# To be done
Copy out the rows below word for word, everything from the very first line down to the line that holds "[(250, 579)]", both ends included. Leave the pictures out.

···

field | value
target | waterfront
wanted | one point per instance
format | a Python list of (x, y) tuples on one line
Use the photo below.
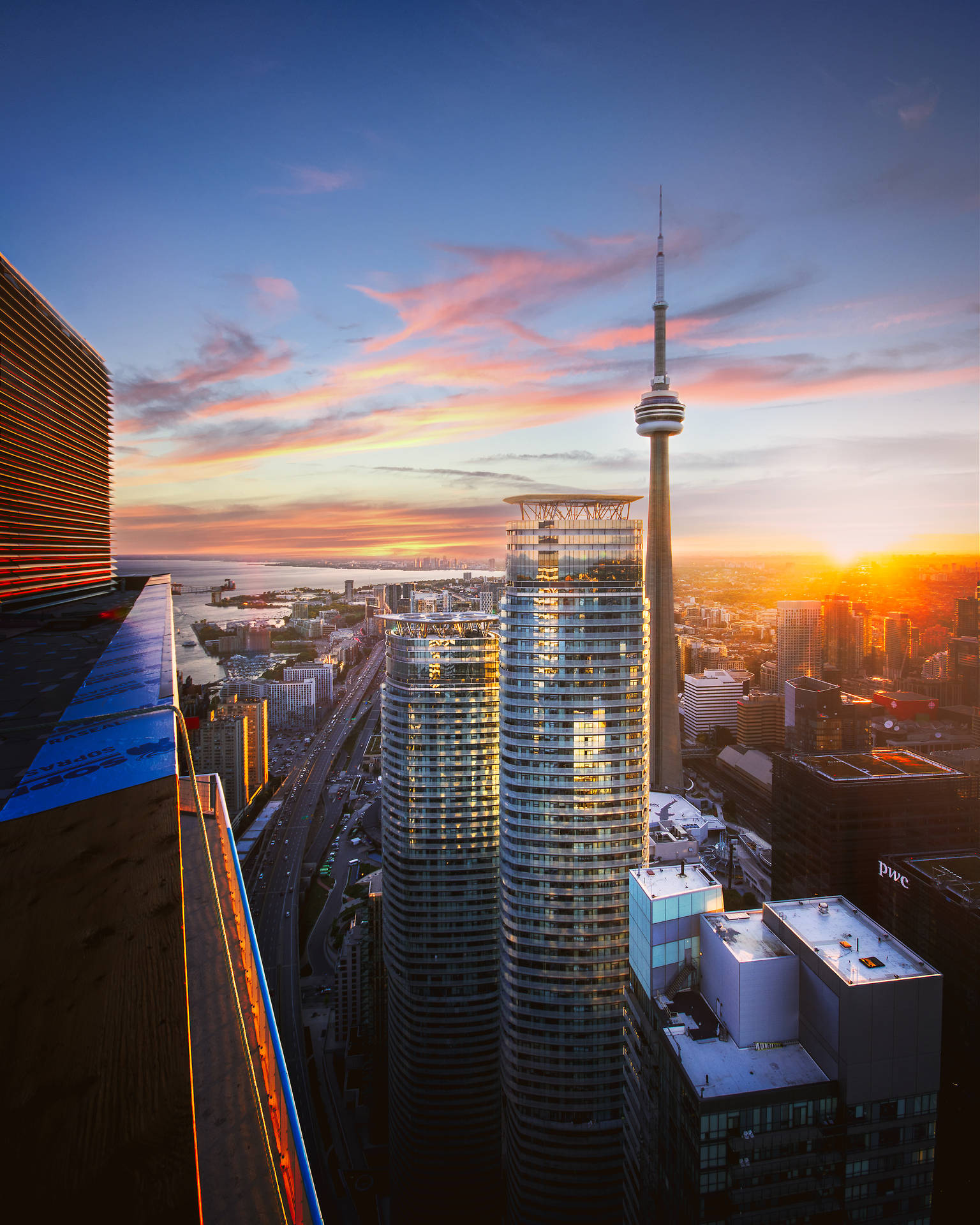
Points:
[(251, 579)]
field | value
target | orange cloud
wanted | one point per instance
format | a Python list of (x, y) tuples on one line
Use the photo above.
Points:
[(506, 283), (316, 528)]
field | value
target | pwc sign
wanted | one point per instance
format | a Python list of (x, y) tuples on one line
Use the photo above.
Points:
[(884, 870)]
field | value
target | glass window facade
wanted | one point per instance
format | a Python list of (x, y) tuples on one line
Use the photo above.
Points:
[(440, 796), (574, 821)]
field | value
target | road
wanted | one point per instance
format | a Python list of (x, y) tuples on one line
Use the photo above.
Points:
[(275, 898)]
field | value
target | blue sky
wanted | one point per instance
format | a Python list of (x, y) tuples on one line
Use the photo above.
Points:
[(360, 271)]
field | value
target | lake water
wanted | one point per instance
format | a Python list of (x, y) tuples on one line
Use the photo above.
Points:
[(250, 579)]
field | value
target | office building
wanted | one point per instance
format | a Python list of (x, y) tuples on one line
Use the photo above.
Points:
[(322, 673), (798, 641), (788, 1072), (258, 637), (963, 660), (54, 461), (968, 616), (223, 746), (232, 741), (440, 729), (156, 1089), (711, 701), (760, 720), (897, 635), (574, 822), (843, 636), (659, 415), (351, 997), (291, 704), (821, 720), (836, 815), (933, 903)]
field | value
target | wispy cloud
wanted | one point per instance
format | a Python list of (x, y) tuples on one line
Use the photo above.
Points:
[(913, 103), (271, 295), (500, 288), (466, 366), (228, 352), (316, 526), (459, 475), (309, 181)]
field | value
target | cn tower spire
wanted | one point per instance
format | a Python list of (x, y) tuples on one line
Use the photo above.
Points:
[(658, 415)]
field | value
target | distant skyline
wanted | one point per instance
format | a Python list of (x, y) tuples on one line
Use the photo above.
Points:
[(362, 272)]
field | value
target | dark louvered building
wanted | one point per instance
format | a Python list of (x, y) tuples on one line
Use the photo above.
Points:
[(54, 455)]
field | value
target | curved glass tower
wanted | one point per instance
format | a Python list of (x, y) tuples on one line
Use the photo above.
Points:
[(574, 822), (440, 725)]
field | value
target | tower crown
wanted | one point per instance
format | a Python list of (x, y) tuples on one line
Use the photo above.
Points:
[(659, 411)]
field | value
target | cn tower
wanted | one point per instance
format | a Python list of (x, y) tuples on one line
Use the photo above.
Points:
[(658, 415)]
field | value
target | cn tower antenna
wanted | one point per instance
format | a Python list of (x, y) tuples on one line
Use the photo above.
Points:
[(659, 415)]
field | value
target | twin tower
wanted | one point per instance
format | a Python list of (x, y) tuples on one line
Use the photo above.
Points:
[(517, 759)]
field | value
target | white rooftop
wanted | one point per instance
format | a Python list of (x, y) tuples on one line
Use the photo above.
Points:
[(735, 1070), (844, 939), (669, 806), (671, 880), (746, 936), (749, 761)]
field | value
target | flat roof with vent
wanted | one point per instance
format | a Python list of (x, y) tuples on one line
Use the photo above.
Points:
[(669, 880), (848, 941), (877, 764)]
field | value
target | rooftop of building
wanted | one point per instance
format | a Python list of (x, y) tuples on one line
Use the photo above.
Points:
[(574, 506), (715, 676), (750, 761), (669, 810), (812, 684), (672, 880), (746, 936), (853, 945), (954, 873), (877, 764), (902, 696), (718, 1069), (97, 658)]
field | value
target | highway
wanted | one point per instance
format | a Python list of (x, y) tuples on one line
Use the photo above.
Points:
[(275, 898)]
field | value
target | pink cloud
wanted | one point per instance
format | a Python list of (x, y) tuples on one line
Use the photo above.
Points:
[(498, 286)]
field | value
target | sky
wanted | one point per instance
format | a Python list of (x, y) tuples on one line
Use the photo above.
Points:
[(360, 271)]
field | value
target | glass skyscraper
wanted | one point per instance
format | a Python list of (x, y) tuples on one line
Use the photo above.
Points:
[(574, 822), (439, 751)]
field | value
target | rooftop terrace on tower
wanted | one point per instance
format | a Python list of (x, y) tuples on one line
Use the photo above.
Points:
[(584, 540)]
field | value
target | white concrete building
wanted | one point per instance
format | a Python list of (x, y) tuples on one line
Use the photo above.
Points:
[(798, 641), (711, 700), (322, 673)]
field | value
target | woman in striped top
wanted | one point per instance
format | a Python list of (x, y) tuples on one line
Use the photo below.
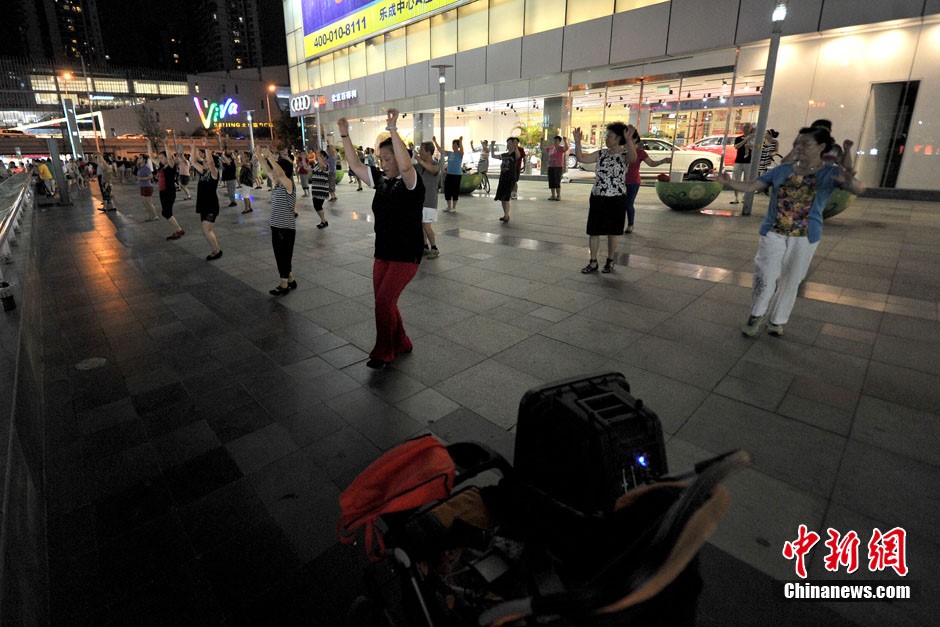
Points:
[(283, 221), (320, 185)]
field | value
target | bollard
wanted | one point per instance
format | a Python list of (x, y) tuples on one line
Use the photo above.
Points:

···

# Exercise solution
field | value
target | waterfront
wanted | one point per instance
format | a Python list of (x, y) tuples on one line
Use the photo below.
Points:
[(251, 579)]
field | value
target | orange cloud
wanted | one point per instance
format | a Python list of (x, y) tuples on one line
Use the photo above.
Points:
[(506, 283), (316, 528)]
field | value
target | pwc sign
wanted | one point per instance
format | a Python list of (x, y) tuples on one line
Use the photo above.
Points:
[(884, 870)]
field | value
target | glass window facade
wanted | one point per instance
format | a Python list of (x, y) tuples on one line
Use the photo above.
Points:
[(440, 796), (574, 821)]
field | value
target | road
wanted | one point per instance
format | a Python list of (x, y) tuples on one line
Use the photo above.
Points:
[(275, 898)]
field | value
target | blue sky
wanted | one point per instance
format | a Python list of (x, y) tuples on one line
Use the photo above.
Points:
[(360, 271)]
field | value
target | lake water
wanted | one point per instance
format | a Python list of (x, y) tuples on one line
Use the photo above.
Points:
[(250, 579)]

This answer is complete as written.